● Exercise
Please update the material below by replacing each "Note to the class" with "Reminder for the class" and keeping everything else the same. Leave the pictures out of your answer.

-- Begin Rows --

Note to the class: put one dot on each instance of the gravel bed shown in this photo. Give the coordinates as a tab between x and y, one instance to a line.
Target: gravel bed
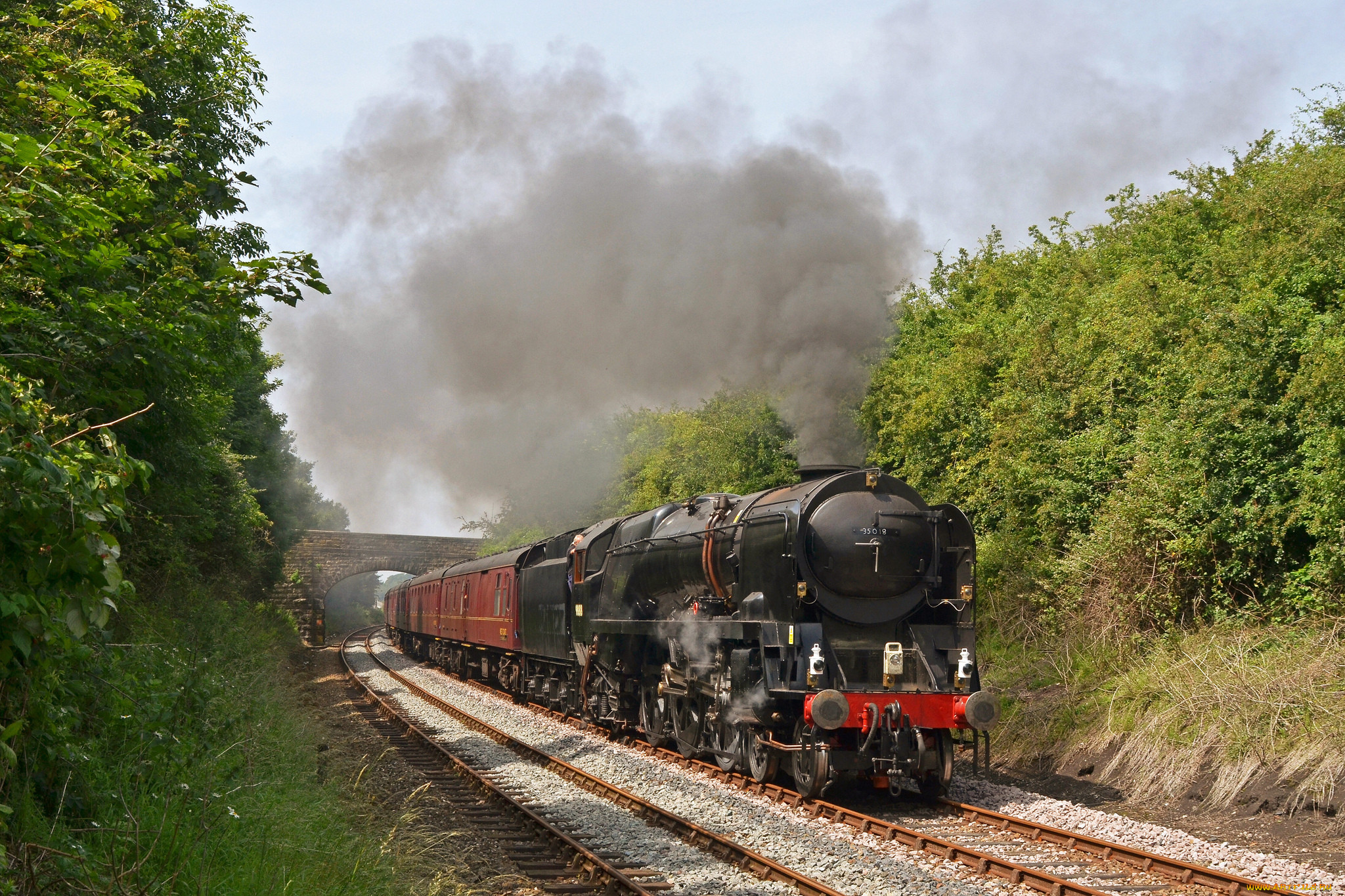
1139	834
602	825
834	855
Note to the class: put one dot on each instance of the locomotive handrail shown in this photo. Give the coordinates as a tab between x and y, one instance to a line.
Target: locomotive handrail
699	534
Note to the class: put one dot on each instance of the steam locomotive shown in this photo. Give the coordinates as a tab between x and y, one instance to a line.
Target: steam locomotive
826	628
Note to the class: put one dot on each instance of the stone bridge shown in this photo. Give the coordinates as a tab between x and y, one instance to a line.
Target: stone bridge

-- End Rows --

● Answer to this problem
Reminder for the class: put one dot on each instance of the gravel bed shown in this photo. Give the coordinates as a tab between x and y, one instance to a line.
Target: gravel bed
1139	834
602	825
834	855
Reminder for the class: put one dot on each instance of the locomotive handrail shown in this photo. Give the coordinates as a tab between x and y, one instance to a line.
Target: locomotive handrail
699	534
Reminder for the class: put one dot on each instance of the steam locomotive shown in this photo. Give the coordinates as a tab between x and y, one instance to a line.
Target: steam locomotive
826	628
Reminder for the class: put one dot on each instance of the stone bridge shown in this photo. Give the coordinates as a tab between x and y, one instance to a line.
Target: stone bridge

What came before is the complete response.